Bagian Latihan.
- a) Perbarui bagian teks sejarah Mie Gacoan mulai dari "Pemiliknya sendiri memang" sampai dengan "variasi makanan sampingannya.", dengan mengganti "Solo" menjadi "Yogyakarta".
- b) Sebutkan semua nama kota yang muncul dalam teks sejarah Mie Gacoan.
- c) Lanjutkan teks tentang sejarah Mie Gacoan, dimulai setelah kalimat terakhirnya.

Teks yang Diberikan.
Sejarah Mie Gacoan sebagai restoran spesialis mi yang berdiri tahun 2016 di kota Malang memang menarik untuk disimak. Pada saat itu, restoran ini bukanlah yang pertama kali menyajikan kuliner mie pedas kekinian yang jadi tongkrongan anak muda.

Namun yang menarik, sejak pertama kali berdiri hingga kini, Mie Gacoan selalu ramai dan viral menyaingi kompetitornya. Setiap kali membuka cabang baru, banyak anak muda berbondong-bondong mengantri karena penasaran ingin mencoba.

Berikut ini adalah sejarah mie gacoan, sekaligus membedah strategi bisnis yang membuatnya jadi salah satu restoran mie pedas paling hits dalam beberapa tahun terakhir.

Sejarah Mie Gacoan

Mie Gacoan dirintis pertama kali oleh Harris Kristanto di Malang pada tahun 2016. Ide untuk membuka bisnis kuliner ini lahir dari kesukaan sang pemilik yang merupakan penggemar mie pedas.

Pemiliknya sendiri memang seorang pengusaha muda asal Solo, yang juga lulusan Sarjana Ekonomi dari Universitas Katolik Widya Mandala Surabaya tahun 2010. Lewat usahanya ini, Harris menawarkan menu mi dengan level kepedasan dan berbagai variasi makanan sampingannya.

Informasi.
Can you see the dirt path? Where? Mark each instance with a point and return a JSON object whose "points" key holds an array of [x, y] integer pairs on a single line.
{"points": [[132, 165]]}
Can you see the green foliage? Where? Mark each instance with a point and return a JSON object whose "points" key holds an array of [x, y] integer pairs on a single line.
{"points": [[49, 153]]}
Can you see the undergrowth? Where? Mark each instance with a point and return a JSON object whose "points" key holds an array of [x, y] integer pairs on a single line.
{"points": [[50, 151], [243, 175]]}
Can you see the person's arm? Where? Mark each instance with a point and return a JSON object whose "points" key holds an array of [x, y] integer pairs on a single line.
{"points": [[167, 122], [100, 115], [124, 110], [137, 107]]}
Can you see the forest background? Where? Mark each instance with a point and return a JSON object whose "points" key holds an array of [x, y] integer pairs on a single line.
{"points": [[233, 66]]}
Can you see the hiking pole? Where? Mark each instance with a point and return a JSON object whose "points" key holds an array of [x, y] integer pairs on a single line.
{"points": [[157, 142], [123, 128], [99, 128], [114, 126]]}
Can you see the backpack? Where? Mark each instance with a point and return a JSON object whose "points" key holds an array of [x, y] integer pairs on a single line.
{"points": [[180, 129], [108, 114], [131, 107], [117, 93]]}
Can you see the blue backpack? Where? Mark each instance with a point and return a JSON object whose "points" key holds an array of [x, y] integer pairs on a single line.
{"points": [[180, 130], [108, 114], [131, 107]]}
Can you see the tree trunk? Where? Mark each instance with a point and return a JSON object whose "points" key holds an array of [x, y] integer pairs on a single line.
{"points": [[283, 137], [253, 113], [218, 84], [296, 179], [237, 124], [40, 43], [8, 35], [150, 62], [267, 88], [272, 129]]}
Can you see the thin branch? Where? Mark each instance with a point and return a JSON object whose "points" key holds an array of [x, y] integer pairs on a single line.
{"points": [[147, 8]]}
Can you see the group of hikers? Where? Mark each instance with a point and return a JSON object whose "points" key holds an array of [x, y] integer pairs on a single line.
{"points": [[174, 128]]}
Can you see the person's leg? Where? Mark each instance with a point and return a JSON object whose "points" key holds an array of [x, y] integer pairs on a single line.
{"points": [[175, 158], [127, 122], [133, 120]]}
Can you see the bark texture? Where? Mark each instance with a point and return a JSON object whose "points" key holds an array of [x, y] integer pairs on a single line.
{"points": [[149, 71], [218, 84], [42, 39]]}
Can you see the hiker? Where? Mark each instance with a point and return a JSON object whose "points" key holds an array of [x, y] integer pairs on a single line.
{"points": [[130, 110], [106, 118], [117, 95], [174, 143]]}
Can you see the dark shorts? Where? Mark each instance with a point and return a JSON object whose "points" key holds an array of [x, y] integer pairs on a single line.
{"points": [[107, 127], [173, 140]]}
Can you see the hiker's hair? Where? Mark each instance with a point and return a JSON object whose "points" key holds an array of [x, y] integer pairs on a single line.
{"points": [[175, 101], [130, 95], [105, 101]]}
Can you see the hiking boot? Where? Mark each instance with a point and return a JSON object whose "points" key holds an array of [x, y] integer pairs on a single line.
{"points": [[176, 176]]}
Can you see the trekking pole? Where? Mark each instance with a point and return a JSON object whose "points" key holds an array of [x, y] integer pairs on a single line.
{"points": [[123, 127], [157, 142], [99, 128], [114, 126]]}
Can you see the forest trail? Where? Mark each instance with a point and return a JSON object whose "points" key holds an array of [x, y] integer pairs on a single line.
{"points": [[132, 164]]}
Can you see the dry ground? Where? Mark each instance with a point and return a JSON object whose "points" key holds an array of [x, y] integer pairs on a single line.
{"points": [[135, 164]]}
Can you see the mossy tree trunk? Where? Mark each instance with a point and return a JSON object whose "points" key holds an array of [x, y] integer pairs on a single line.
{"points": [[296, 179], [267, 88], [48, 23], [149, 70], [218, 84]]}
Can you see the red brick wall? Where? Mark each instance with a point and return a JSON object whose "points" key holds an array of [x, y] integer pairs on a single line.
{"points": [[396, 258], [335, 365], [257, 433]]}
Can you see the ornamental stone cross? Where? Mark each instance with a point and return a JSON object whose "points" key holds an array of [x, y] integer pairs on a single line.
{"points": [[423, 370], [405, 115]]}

--

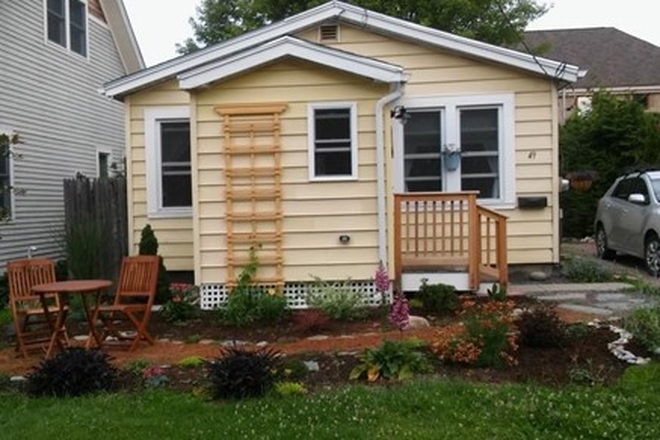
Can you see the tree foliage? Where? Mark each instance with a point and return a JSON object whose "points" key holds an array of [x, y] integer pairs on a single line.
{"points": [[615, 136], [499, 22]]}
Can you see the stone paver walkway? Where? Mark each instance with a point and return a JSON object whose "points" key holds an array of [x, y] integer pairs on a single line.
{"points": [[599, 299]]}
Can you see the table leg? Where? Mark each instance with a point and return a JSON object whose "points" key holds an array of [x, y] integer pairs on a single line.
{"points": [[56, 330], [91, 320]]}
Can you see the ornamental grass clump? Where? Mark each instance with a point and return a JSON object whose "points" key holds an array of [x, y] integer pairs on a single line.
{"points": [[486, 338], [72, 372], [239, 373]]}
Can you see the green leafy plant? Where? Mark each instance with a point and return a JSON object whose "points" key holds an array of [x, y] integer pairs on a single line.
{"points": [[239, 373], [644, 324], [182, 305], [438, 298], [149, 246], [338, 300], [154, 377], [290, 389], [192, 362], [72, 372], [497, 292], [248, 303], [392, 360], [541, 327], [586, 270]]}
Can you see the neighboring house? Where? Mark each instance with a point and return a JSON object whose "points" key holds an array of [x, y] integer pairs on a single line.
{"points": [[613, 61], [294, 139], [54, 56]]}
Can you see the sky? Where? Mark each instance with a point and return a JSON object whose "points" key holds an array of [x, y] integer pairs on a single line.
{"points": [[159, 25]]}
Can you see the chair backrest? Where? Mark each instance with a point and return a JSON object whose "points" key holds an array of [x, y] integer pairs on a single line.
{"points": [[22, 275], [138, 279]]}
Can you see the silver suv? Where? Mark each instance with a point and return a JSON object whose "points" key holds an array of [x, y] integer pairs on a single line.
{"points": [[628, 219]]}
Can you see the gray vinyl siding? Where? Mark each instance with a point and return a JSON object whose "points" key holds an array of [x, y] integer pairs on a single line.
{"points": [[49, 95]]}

Jawaban yang Diharapkan.
- a)
Pemiliknya sendiri memang seorang pengusaha muda asal Yogyakarta, yang juga lulusan Sarjana Ekonomi dari Universitas Katolik Widya Mandala Surabaya tahun 2010. Lewat usahanya ini, Harris menawarkan menu mi dengan level kepedasan dan berbagai variasi makanan sampingannya.

- b) Malang, Solo, Surabaya

- c)
Mie Gacoan memiliki keunikan, yaitu tempat parkir dan antrian yang selalu penuh setiap kali baru membuka cabang baru. Hingga kini, restoran mie pedas tersebut sudah memiliki sekitar 100 cabang di Pulau Jawa dan Bali, dengan omset lebih dari Rp 100 juta per hari.

Membedah rahasia sukses Mie Gacoan

Uniknya, Mie Gacoan bukan merek mie pedas pertama yang yang viral di Indonesia. Sebelumnya, sudah ada beberapa kompetitor pendahulu dengan antrean panjang yang mirip di Malang.

Namun, hype tersebut memang tidak bertahan lama seperti Mie Gacoan yang setiap kali membuka cabang, selalu ramai dikunjungi anak muda yang penasaran dengan rasanya. Apa yang membedakan Mie Gacoan dengan merek lain? Ternyata begini penjelasannya.

1. Branding unik

Nama “Gacoan” memiliki makna sebagai “jagoan”. Dengan nama tersebut, Gacoan ingin mengukuhkan diri sebagai brand mi pedas yang memiliki rasa berani dan menantang.

Selain itu, nama menu yang disajikan terbilang unik. Sebut saja Mie Gacoan, Mie Hompimpa, Es Gobak Sodor, di mana istilah tersebut cukup dekat dengan kehidupan konsumen milenial dan gen Z sehingga membuat mereka semakin penasaran untuk mencoba.

2. Membuat customer penasaran dan FOMO

Mie Gacoan memiliki level kepedasan 0-15 yang bisa dipilih sesuai selera konsumen. Hal ini membuat pembeli yang mayoritas dari kalangan anak muda, tertantang untuk menguji ketahanan mereka terhadap rasa pedas.

Bukan hanya dari level pedasnya, rasa penasaran ini juga muncul dari antrean panjang yang khas di setiap cabang restorannya. Rupanya, manajemen memang sengaja membuat trik 1 jalur antri dengan kasir yang hanya berjumlah satu orang.

3. Harga murah dengan kualitas tidak murahan

Harga produk makanan di Mie Gacoan sangat bersahabat, mulai dari Rp 4 ribu -15 ribu saja. Meskipun murah, rasa menu makanan dan kualitasnya tetap terjaga.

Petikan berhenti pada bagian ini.